◆ Passage shown ◆
** start **

The Company has continued to invest some of its new operating cash flow in
tax-advantaged securities, primarily municipal bonds, although the Company did
modify its investment policy to allow the purchase of various of asset classes,
including common stock and convertible securities, beginning in the second
quarter of 1998 and some of the Company's cash flows have been used to purchase
these classes of securities. The Company's intent is to target the common equity
exposure at a maximum of 5% of the investment portfolio's market value while the
convertible securities and mortgage-backed securities exposures are targeted not
to exceed 10% each. The Company expects no material long-term impact on total
investment returns as a result of this investment asset diversification.



                                       9
<PAGE>   10
                       RADIAN GROUP INC. AND SUBSIDIARIES

       MANAGEMENT'S DISCUSSION AND ANALYSIS OF RESULTS OF OPERATIONS AND
                        FINANCIAL CONDITION (CONTINUED)

** end **

◆ Items ◆
** start **

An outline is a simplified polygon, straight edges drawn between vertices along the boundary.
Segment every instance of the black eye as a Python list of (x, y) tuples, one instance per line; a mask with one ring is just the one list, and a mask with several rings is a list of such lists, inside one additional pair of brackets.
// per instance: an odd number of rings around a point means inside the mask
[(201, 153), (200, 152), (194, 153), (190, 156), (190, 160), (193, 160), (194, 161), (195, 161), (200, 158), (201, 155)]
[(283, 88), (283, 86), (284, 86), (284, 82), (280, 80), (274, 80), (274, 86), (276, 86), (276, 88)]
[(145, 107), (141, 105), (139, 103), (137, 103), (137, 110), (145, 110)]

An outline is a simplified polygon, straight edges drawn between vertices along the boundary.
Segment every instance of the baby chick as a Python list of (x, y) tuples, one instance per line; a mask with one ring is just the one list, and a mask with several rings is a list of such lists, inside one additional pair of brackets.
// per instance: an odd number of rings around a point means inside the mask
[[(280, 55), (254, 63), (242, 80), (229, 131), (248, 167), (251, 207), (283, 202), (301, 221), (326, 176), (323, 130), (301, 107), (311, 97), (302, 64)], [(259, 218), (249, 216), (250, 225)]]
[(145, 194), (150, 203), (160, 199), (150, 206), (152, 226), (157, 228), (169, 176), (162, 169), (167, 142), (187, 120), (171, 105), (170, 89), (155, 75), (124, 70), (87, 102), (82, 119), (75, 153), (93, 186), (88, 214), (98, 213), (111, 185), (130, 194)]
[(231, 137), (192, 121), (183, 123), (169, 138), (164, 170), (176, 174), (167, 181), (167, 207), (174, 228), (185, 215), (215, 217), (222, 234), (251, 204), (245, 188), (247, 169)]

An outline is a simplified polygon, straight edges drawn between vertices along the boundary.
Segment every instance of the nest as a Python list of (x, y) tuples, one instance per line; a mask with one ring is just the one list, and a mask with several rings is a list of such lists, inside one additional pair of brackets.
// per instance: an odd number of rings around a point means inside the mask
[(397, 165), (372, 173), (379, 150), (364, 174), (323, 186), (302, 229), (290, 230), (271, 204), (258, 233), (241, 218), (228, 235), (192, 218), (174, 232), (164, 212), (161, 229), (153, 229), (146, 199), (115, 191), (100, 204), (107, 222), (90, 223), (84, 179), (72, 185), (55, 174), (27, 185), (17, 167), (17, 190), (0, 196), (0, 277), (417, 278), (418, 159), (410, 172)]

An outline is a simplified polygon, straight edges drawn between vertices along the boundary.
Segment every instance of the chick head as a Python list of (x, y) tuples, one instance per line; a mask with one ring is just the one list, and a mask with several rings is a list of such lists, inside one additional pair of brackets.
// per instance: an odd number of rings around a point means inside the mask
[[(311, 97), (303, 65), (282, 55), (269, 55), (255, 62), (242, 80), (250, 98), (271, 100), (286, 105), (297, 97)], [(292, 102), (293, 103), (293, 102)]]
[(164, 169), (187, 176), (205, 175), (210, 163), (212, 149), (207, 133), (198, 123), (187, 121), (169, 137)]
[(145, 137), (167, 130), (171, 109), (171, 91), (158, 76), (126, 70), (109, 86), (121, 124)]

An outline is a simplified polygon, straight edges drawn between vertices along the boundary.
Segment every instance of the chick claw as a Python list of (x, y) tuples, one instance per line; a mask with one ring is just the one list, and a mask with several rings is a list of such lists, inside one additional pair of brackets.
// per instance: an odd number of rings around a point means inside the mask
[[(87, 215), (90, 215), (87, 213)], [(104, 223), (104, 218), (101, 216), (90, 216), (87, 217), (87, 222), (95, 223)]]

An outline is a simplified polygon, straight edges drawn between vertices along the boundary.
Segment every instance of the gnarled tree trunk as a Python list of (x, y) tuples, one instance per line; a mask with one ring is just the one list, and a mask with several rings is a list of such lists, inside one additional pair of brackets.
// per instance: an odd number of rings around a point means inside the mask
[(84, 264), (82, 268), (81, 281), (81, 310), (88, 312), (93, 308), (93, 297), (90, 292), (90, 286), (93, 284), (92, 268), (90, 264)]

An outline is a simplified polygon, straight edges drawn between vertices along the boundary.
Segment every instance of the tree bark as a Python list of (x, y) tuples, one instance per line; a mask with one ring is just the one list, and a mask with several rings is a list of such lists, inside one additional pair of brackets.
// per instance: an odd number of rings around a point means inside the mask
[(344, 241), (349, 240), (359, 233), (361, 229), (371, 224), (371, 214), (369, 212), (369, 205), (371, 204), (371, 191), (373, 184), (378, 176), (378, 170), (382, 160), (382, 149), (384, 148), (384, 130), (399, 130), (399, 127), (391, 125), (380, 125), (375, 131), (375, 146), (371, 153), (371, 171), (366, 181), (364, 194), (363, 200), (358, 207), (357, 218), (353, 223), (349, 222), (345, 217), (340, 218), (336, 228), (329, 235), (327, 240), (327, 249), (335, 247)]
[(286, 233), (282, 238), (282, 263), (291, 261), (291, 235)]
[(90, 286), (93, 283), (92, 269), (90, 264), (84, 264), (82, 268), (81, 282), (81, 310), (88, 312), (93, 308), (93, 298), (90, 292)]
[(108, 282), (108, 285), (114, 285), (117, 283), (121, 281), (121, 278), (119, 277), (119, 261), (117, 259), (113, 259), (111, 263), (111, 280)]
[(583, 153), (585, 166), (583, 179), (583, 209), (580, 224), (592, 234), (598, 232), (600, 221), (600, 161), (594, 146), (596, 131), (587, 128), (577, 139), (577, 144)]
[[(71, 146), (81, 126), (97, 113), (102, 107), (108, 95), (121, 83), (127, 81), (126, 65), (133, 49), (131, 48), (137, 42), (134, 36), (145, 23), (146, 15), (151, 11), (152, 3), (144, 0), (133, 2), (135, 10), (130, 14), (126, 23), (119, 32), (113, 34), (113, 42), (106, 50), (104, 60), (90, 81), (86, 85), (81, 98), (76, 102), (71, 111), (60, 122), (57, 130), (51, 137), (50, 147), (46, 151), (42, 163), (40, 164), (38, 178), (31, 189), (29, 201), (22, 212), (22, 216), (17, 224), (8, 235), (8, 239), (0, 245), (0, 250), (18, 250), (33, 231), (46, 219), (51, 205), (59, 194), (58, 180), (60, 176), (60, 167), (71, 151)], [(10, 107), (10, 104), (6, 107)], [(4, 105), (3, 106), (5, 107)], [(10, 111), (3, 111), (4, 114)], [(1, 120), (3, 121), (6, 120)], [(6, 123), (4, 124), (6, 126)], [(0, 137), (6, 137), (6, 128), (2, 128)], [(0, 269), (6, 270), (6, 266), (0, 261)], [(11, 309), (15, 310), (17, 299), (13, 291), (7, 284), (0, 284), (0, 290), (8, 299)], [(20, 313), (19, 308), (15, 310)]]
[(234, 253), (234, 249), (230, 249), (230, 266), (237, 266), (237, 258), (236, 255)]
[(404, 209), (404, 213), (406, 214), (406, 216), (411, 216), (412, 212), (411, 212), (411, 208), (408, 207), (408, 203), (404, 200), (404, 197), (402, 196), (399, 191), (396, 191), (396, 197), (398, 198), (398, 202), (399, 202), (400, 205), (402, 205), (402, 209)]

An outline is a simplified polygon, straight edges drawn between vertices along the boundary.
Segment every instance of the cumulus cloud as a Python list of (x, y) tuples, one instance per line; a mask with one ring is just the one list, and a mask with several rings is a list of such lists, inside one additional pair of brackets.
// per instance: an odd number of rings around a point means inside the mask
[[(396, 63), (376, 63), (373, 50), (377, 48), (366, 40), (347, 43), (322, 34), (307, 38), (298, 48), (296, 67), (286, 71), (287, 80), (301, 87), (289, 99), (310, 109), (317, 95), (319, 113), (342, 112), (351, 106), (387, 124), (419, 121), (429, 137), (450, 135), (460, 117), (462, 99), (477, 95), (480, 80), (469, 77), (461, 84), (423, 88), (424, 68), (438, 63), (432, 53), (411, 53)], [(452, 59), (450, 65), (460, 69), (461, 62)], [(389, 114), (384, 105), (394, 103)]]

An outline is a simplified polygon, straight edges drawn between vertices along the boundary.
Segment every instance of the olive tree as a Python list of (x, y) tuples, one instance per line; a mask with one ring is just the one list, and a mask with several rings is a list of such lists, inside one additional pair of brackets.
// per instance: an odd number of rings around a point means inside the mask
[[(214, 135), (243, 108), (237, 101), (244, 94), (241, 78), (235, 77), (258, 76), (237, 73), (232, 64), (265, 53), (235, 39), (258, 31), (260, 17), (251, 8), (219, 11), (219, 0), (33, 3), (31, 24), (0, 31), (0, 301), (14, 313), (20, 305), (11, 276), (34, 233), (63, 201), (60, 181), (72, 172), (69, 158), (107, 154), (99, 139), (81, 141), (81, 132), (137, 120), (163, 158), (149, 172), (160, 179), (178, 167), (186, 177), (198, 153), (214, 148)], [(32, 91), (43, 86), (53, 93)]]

** end **

◆ What needs to be done ◆
Continue the Radian Group financial discussion from the point where it stops, adding the text that would follow the continued section heading.

◆ Answer to the task ◆
       The provision for losses was $38.8 million for the first three months of
2000, a decrease of 12.3% compared to $44.2 million for the first three months
of 1999. This decrease was due to a decline in Radian's delinquency rate
combined with the relatively lower amount of paid claims, offset by an increase
in the number of delinquent loans as a result of the significant growth and
maturation of Radian's book of business over the past several years and the
continued poor experience of certain "affordable housing" program loans insured
in 1994 and 1995, especially in Florida. Historically, claim activity has
reached its highest level in the third through fifth years after the year of
loan origination. Approximately 61% of Radian's primary risk in force and most
of Radian's pool risk in force at March 31, 2000 had not yet reached its
anticipated highest claim frequency years. Due to the high cancellation rates
and strong new insurance volume in 1998 and 1999, this percentage of risk in
force is significantly higher than normal levels. Radian's overall default rate
at March 31, 2000 was 1.45% as compared to 1.49% at December 31, 1999, while the
default rate on the primary business was 2.16% at March 31, 2000 as compared to
2.15% at December 31, 1999. The decrease in Radian's overall default rate is a
result of the continued strong economy and the relatively lower interest rates
that have been experienced over the past few years. A strong economy generally
results in better loss experience and a decrease in the overall level of losses.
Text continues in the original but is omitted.